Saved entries
============
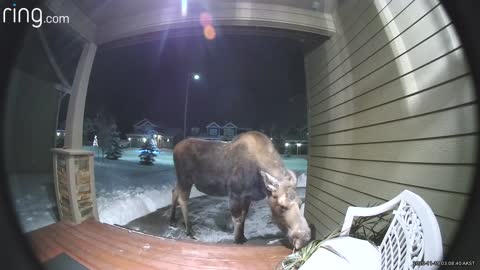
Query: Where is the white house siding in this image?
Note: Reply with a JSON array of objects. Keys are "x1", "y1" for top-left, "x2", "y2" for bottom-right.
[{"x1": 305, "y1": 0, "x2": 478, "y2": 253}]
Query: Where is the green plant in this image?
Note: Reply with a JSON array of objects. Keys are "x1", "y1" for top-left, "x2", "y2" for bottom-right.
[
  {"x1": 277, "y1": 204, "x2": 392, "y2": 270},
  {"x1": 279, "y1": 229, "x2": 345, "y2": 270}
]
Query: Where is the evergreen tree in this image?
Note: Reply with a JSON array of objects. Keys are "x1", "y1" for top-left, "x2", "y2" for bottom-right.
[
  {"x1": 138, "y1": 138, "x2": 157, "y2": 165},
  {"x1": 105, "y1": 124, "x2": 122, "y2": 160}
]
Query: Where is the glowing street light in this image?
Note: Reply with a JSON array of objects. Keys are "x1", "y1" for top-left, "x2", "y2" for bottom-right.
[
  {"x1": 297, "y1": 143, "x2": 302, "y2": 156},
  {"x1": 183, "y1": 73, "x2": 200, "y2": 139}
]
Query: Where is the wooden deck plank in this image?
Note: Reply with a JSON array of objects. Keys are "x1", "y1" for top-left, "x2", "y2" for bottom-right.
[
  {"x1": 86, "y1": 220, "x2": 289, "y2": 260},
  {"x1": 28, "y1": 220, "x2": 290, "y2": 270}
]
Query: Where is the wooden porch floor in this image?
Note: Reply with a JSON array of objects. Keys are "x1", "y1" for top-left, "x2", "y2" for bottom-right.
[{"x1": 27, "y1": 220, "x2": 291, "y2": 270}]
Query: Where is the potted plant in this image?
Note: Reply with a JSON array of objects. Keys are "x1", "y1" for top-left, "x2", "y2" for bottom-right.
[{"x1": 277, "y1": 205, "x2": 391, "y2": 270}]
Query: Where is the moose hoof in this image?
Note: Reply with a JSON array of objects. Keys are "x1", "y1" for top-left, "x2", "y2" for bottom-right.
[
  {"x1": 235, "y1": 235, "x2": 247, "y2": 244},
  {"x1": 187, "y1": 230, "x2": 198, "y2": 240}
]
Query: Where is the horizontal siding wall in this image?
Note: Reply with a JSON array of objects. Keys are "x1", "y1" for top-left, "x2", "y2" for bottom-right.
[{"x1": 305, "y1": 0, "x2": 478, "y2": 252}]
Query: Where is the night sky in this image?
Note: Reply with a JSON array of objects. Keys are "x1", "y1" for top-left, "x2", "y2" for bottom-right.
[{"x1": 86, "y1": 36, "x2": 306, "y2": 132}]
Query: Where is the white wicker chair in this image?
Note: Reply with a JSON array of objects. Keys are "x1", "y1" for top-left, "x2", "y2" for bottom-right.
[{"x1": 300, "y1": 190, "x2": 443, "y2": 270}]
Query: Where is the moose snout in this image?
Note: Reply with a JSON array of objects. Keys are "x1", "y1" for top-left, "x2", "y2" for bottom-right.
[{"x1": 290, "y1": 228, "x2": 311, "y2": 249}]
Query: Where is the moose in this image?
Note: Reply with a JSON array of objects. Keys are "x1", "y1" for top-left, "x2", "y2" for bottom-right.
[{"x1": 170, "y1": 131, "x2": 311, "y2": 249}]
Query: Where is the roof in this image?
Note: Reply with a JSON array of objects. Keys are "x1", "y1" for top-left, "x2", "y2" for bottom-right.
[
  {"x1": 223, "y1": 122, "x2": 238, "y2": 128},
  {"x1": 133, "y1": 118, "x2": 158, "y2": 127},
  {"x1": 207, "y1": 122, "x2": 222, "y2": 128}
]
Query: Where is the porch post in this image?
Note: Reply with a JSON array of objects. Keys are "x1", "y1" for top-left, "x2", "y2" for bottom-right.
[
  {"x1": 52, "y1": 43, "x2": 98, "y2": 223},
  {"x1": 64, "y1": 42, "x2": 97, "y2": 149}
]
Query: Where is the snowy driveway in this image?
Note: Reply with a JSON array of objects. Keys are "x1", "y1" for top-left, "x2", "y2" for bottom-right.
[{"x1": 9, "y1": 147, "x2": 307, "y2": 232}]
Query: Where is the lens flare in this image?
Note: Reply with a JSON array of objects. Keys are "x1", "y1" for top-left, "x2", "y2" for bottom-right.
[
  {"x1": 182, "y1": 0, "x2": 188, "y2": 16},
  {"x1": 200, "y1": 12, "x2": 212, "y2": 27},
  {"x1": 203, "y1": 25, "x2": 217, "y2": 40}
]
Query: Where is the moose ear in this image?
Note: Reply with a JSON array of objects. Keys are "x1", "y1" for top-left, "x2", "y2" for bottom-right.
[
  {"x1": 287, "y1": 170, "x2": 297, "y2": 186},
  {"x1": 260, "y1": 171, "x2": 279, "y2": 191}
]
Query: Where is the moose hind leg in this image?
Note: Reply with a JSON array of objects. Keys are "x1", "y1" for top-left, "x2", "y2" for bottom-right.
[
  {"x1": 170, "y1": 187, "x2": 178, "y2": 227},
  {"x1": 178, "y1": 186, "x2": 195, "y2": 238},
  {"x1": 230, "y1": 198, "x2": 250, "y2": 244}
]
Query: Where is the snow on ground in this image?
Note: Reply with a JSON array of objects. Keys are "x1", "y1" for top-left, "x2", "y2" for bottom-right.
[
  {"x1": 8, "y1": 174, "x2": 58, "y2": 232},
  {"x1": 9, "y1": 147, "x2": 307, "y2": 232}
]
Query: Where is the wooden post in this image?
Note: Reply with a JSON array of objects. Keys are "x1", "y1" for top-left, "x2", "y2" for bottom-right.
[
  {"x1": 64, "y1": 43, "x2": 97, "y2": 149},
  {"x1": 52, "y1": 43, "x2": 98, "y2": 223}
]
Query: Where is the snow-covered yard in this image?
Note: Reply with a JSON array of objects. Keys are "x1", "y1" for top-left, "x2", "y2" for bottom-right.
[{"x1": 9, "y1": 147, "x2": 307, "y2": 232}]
============
### WORK TO BE COMPLETED
Reproduce all of the records above word for word, but leave the pictures out.

### IN RESPONSE
Query: Where is the white house siding in this image?
Note: Reply with a JSON array of objects. Keys are "x1", "y1" for top-left, "x2", "y2" for bottom-right.
[{"x1": 305, "y1": 0, "x2": 478, "y2": 253}]
Query: Where is the green plant in this image?
Note: Reply with a JSON array of objects. Keys are "x1", "y1" for top-left, "x2", "y2" for bottom-right.
[
  {"x1": 277, "y1": 204, "x2": 392, "y2": 270},
  {"x1": 279, "y1": 229, "x2": 345, "y2": 270}
]
Query: Where is the evergreen tree in this image?
Note: Reply with a JSON array of objects. Keys are "x1", "y1" for top-left, "x2", "y2" for bottom-right.
[
  {"x1": 138, "y1": 138, "x2": 157, "y2": 165},
  {"x1": 105, "y1": 124, "x2": 122, "y2": 160}
]
Query: Where is the glowing street light in this image?
Note: Reply with a JSON array of objects. Keys are "x1", "y1" for top-left, "x2", "y2" for bottom-right.
[
  {"x1": 297, "y1": 143, "x2": 302, "y2": 156},
  {"x1": 183, "y1": 73, "x2": 200, "y2": 139}
]
Query: Where is the wooden deck plank in this image?
Note: Reply with a JSON array of objects. Keys are "x1", "y1" for top-left, "x2", "y2" for bottom-right.
[
  {"x1": 86, "y1": 220, "x2": 289, "y2": 260},
  {"x1": 28, "y1": 220, "x2": 290, "y2": 270}
]
Query: Where is the wooden porch floor in this image?
Note: Reply with a JSON array of objects. Keys are "x1", "y1" for top-left, "x2", "y2" for bottom-right.
[{"x1": 27, "y1": 220, "x2": 291, "y2": 270}]
Query: Where is the potted plant in this image?
Note: Reply with a JSON array of objects. Keys are "x1", "y1" for top-left, "x2", "y2" for bottom-right.
[{"x1": 277, "y1": 205, "x2": 391, "y2": 270}]
Query: Where is the moose hoof in this image?
Note: Reply with a JSON array of objects. Keys are "x1", "y1" for top-left, "x2", "y2" for bottom-right.
[
  {"x1": 235, "y1": 235, "x2": 247, "y2": 244},
  {"x1": 187, "y1": 230, "x2": 198, "y2": 240}
]
Query: Where is the horizontal siding wall in this image?
Note: Reply with a JSON array of objects. Keys are "x1", "y1" for top-left, "x2", "y2" for bottom-right.
[{"x1": 305, "y1": 0, "x2": 478, "y2": 252}]
Query: Where is the night sky in this image?
Note: Reply with a JSON array of objects. Keys are "x1", "y1" for top-left, "x2", "y2" for bottom-right.
[{"x1": 86, "y1": 36, "x2": 306, "y2": 132}]
Query: Where is the white wicker chair in this image?
Note: Reply with a JSON array of objects. Keys are "x1", "y1" for top-left, "x2", "y2" for bottom-right.
[{"x1": 300, "y1": 190, "x2": 443, "y2": 270}]
Query: Where is the moose snout in this image?
Note: Reply with a JSON array of objects. Keys are "x1", "y1" for top-left, "x2", "y2" for bottom-right.
[{"x1": 290, "y1": 228, "x2": 311, "y2": 249}]
Query: Where is the moose in this image?
Note: Reply with a JSON array of objects. Keys are "x1", "y1" for top-left, "x2", "y2" for bottom-right.
[{"x1": 170, "y1": 131, "x2": 311, "y2": 249}]
Query: Where is the roof in this image?
Note: Reply with a JSON array of objects. Keys are "x1", "y1" for top-left, "x2", "y2" for bottom-right.
[
  {"x1": 223, "y1": 122, "x2": 238, "y2": 128},
  {"x1": 133, "y1": 118, "x2": 158, "y2": 127},
  {"x1": 207, "y1": 122, "x2": 222, "y2": 128}
]
Query: Where is the porch post in this image?
Note: Reply with a JSON array of objects. Keys are "x1", "y1" for top-left, "x2", "y2" for bottom-right.
[
  {"x1": 52, "y1": 43, "x2": 98, "y2": 223},
  {"x1": 64, "y1": 42, "x2": 97, "y2": 149}
]
Query: Where is the snowy driveway in this image?
Note: Reply with a JSON array of objects. Keys are "x1", "y1" for top-left, "x2", "y2" for bottom-right.
[{"x1": 9, "y1": 147, "x2": 307, "y2": 232}]
Query: Where is the lens flare in this image?
Note: Reply with a JSON array of objects. Keys are "x1", "y1" for top-left, "x2", "y2" for bottom-right.
[
  {"x1": 182, "y1": 0, "x2": 188, "y2": 16},
  {"x1": 200, "y1": 12, "x2": 212, "y2": 27},
  {"x1": 203, "y1": 25, "x2": 217, "y2": 40}
]
Query: Where is the moose ear in this image?
Note: Reply with a JSON array of objects. Keys are "x1", "y1" for top-left, "x2", "y2" for bottom-right.
[
  {"x1": 287, "y1": 170, "x2": 297, "y2": 186},
  {"x1": 260, "y1": 171, "x2": 279, "y2": 191}
]
Query: Where is the moose hind leg in this image?
Note: Reply with a JSON array of objects. Keys are "x1", "y1" for top-left, "x2", "y2" for bottom-right.
[
  {"x1": 170, "y1": 187, "x2": 178, "y2": 227},
  {"x1": 178, "y1": 186, "x2": 195, "y2": 238},
  {"x1": 230, "y1": 198, "x2": 250, "y2": 244}
]
Query: Where is the snow on ground in this image?
Note: Reply with a JSON array of objects. Keys are "x1", "y1" for top-left, "x2", "y2" for bottom-right.
[
  {"x1": 8, "y1": 174, "x2": 58, "y2": 232},
  {"x1": 9, "y1": 147, "x2": 307, "y2": 232}
]
Query: Where is the wooden post in this image?
Note: Reply with a JSON array of objects. Keys are "x1", "y1" for top-left, "x2", "y2" for bottom-right.
[
  {"x1": 64, "y1": 43, "x2": 97, "y2": 149},
  {"x1": 52, "y1": 43, "x2": 98, "y2": 223}
]
Query: Where is the snow-covered yard in this image?
Note: Reply with a JSON array of objects. Keys are "x1", "y1" for top-left, "x2", "y2" for bottom-right.
[{"x1": 9, "y1": 147, "x2": 307, "y2": 232}]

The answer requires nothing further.